* DOCUMENT TEXT:
9 min read · Chapter 16 of 20

The Christian and Missionary Alliance looms so large in the life of A. B. Simpson that we dare not pass it over with a few paragraphs if we are to get even a fair picture of the man himself. It was movement first—an organization second, an organization at all only because some kind of track was necessary to determine which direction the movement should take. It was loosely constructed, with “just enough executive machinery to hold it together and make it effective.” But it had movement first, motion. Indeed these had to be wherever Simpson was. He never knew the meaning of static Christianity.
His society is himself grown large. It is the child of his heart, and it resembles its father as all good children should. The same humility is seen in it to this day, the same distrust of the flesh, the same preoccupation with the person of Christ. And his faults appear in it too, his impatience with details, his lack of organizational ability, his unwillingness to face things squarely and fight them through. He would always rather pray and trust that everything would come out all right—and usually it did.
For thirty years he continued to lead the society which he had formed, and never for the least division of a moment did he forget or permit the society to forget the purpose for which it was brought into being. Always, everywhere, through his writings and his public utterances he kept driving home its objectives. “It is to hold up Jesus in His fullness, ‘the same yesterday, and today, and forever!’ It is to lead God’s hungry children to know their full inheritance of privilege and blessing for spirit, soul and body. It is to encourage and incite the people of God to do the neglected work of our age and time among the unchurched classes at home and the perishing heathen abroad.”
He never intended his society to become a denomination. Whether this proves superior insight or the total lack of it, history will decide. He sought to provide a fellowship only, and looked with suspicion upon anything like rigid organization. He wanted the Alliance to be a spiritual association of believers who hungered to know the fullness of the blessing of the Gospel of Christ, working concertedly for the speedy evangelization of the world.
Thus conceived the whole thing was simple. But the law of growth is always from the simple to the complex. The society hadn’t been long in existence before normal developments within it began to upset the idyllic simplicity of the original plan. “There were cases constantly arising,” admitted Mr. Simpson, “where it was necessary to provide special and permanent religious privileges for little bands of Christians who had either been converted in some evangelistic meeting or pushed out of their churches by false teaching and harsh pressure and prejudice.” Necessity forced the society to care for these orphans. They would not be put off with idealistic sentiments. They wanted a church home in which to bring up their families. They wanted to be baptized, to enjoy the privilege of the Lord’s Supper, to have a place where they could be married, and from which they might be buried when their summons came. The society had to meet these demands or go out of business. This put Mr. Simpson and his people in a tough spot. After much consultation they at last saw light. They would not leave their first love. They would continue as they had begun, no denomination, but a spiritual fellowship merely. However, in order that the various orphan flocks throughout the country might enjoy the Christian privileges which were rightfully theirs, gifted men should be appointed to care for them, and they would call them not pastors, but Local Superintendents. So it was done. These groups were placed under the care of qualified shepherds—not pastors, be it remembered—they merely assumed all the duties, enjoyed all the privileges and performed all the labors of pastors! They were Local Superintendents!

* YOUR TASKS:
1. Answer these questions from the passage on A. B. Simpson and the Alliance:
(a) For how many years did Simpson lead the society he formed?
(b) What did Simpson never intend the society to become?
(c) What title was given to the men appointed to care for the orphan flocks?
2. Carry on the passage on A. B. Simpson and the Alliance from its final sentence.
The data after this passage has no connection to it.

* ENTRIES:
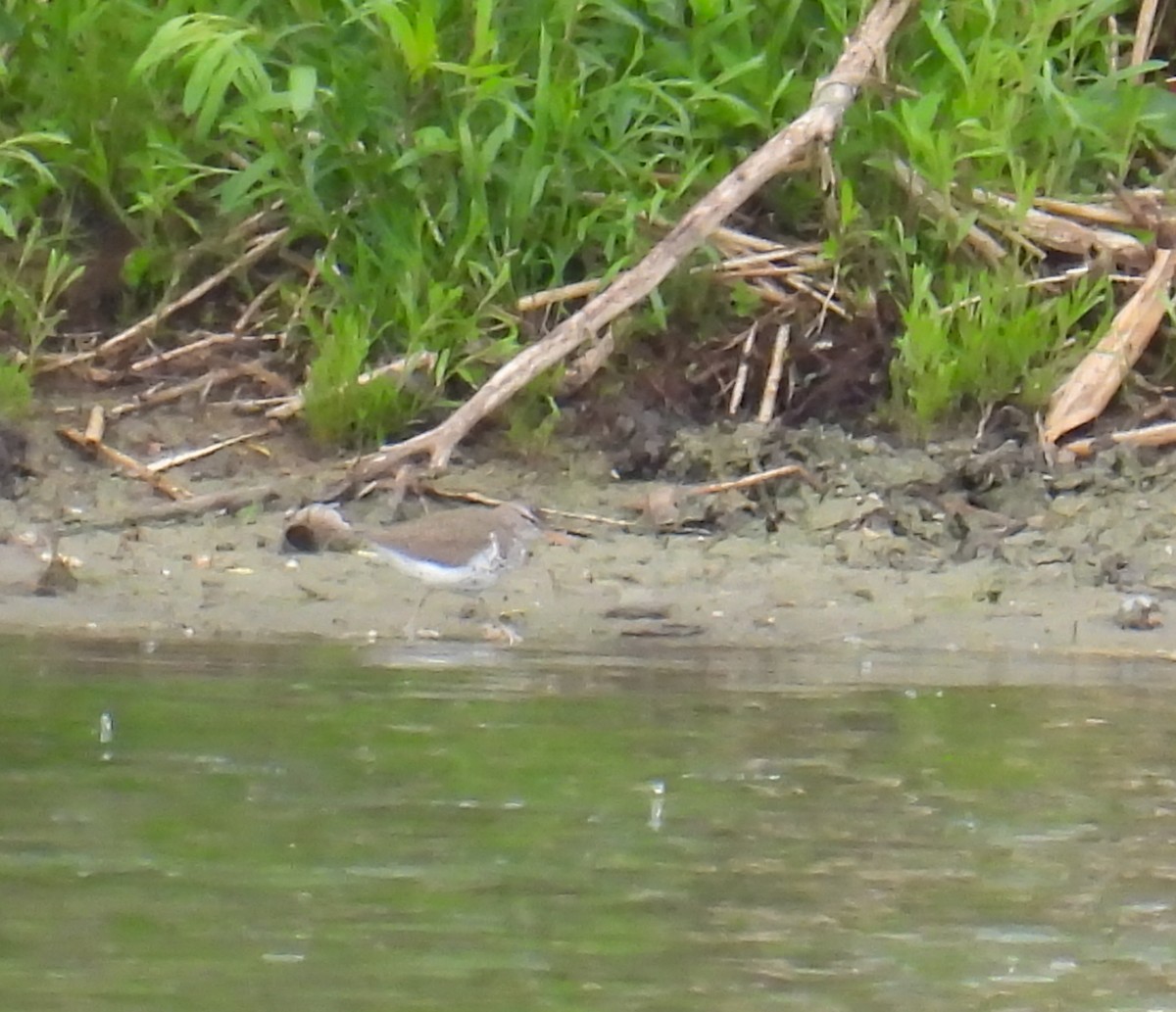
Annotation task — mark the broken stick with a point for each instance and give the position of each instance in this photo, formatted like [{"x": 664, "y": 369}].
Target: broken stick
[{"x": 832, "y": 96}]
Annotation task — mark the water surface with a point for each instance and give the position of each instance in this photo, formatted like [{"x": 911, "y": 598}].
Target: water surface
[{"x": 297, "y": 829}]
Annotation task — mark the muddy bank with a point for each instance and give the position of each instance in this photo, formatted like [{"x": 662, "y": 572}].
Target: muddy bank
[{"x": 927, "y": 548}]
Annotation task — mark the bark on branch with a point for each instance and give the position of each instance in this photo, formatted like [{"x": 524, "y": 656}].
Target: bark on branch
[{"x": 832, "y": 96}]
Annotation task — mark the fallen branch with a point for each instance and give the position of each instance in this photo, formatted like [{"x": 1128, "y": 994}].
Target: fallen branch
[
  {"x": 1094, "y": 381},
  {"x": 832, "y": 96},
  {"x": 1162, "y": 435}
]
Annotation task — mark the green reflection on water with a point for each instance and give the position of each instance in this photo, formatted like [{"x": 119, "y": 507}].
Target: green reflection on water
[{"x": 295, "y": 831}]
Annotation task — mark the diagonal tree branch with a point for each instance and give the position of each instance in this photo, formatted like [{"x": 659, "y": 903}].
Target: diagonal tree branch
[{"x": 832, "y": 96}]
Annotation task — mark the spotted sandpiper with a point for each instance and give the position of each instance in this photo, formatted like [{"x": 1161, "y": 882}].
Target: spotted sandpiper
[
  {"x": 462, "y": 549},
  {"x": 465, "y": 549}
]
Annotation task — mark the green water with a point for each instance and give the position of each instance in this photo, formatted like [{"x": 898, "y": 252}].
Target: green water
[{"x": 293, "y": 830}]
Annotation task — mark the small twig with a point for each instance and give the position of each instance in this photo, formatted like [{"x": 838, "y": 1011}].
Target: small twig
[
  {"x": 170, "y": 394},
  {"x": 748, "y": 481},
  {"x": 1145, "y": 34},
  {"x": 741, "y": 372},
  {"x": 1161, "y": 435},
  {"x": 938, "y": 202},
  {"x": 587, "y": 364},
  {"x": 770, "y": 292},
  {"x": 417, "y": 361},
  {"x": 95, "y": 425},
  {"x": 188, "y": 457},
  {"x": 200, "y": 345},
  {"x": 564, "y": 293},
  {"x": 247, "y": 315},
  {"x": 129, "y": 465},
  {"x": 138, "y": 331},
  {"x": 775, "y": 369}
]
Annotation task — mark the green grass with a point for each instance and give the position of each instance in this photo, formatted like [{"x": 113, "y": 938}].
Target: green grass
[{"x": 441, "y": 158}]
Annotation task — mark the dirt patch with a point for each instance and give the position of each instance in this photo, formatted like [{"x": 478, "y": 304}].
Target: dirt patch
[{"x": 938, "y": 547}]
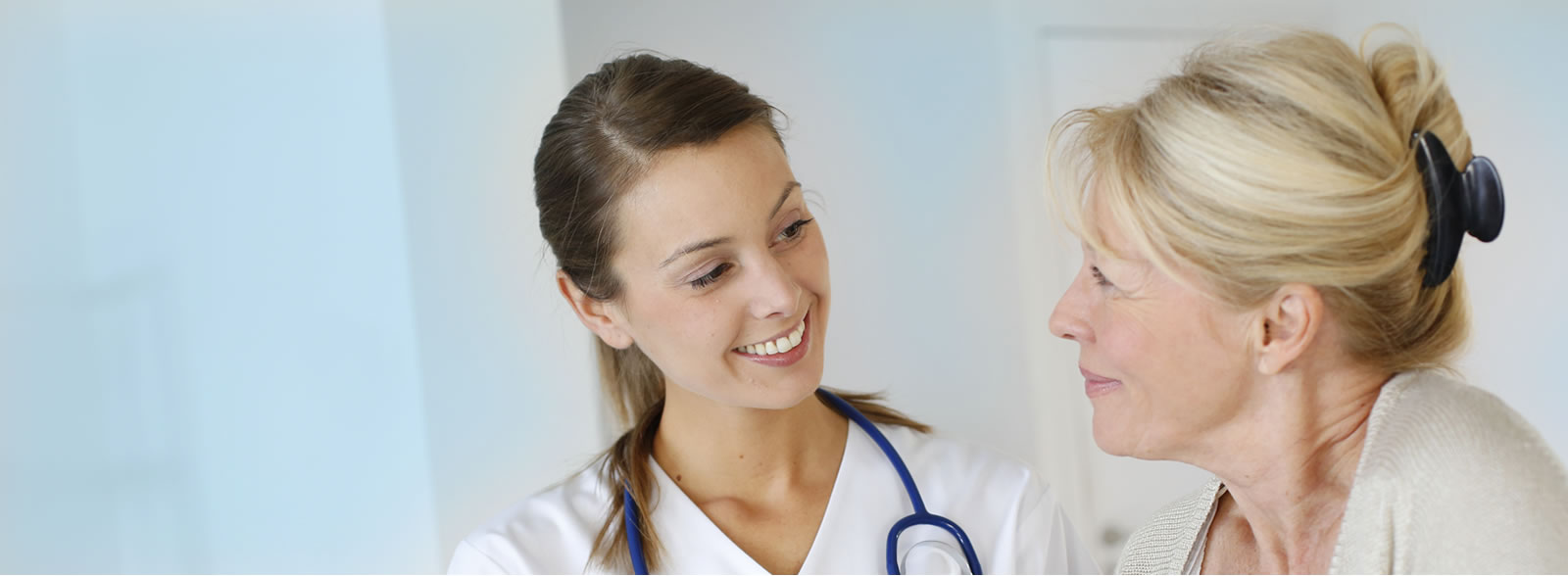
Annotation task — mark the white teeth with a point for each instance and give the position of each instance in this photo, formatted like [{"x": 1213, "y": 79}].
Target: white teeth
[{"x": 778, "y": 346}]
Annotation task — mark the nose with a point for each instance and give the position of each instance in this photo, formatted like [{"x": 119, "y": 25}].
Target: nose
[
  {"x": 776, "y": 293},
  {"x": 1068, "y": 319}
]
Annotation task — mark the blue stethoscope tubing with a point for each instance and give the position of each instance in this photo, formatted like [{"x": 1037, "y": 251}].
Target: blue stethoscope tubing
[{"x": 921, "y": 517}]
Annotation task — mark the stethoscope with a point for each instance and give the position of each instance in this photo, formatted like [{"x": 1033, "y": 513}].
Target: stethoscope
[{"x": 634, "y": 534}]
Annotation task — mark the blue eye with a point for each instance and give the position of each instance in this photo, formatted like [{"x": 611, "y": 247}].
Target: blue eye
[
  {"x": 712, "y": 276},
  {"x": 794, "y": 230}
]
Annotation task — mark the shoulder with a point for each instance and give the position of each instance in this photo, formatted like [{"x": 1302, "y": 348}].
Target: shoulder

* RESPONSES PER TASK:
1.
(a) Thirty years.
(b) A denomination.
(c) Local Superintendents.

2.
After half a century the society remains substantially as it was first created—a growing, aggressive, dynamic movement for world evangelization, the only such body on the face of the earth that does not know what it is. It gently but persistently declares that it is not a denomination, and yet it exercises every spiritual and ecclesiastical function of any Protestant body in the world—without one exception. Sweet ignorance that can be entrusted with individual responsibility for the evangelization of 79 million heathen souls, that can command over one million dollars a year in cold cash toward the work of foreign missions, that can continue each year to preach the Gospel in over one hundred languages on twenty pioneer fields of the world, that turns out from its Bible schools an ever increasing stream of trained and gifted missionary candidates for work in the regions beyond! Maybe there is a Biblical explanation for all this: “For whether we be beside ourselves, it is to God: or whether we be sober, it is for your cause. For the love of Christ constraineth us.”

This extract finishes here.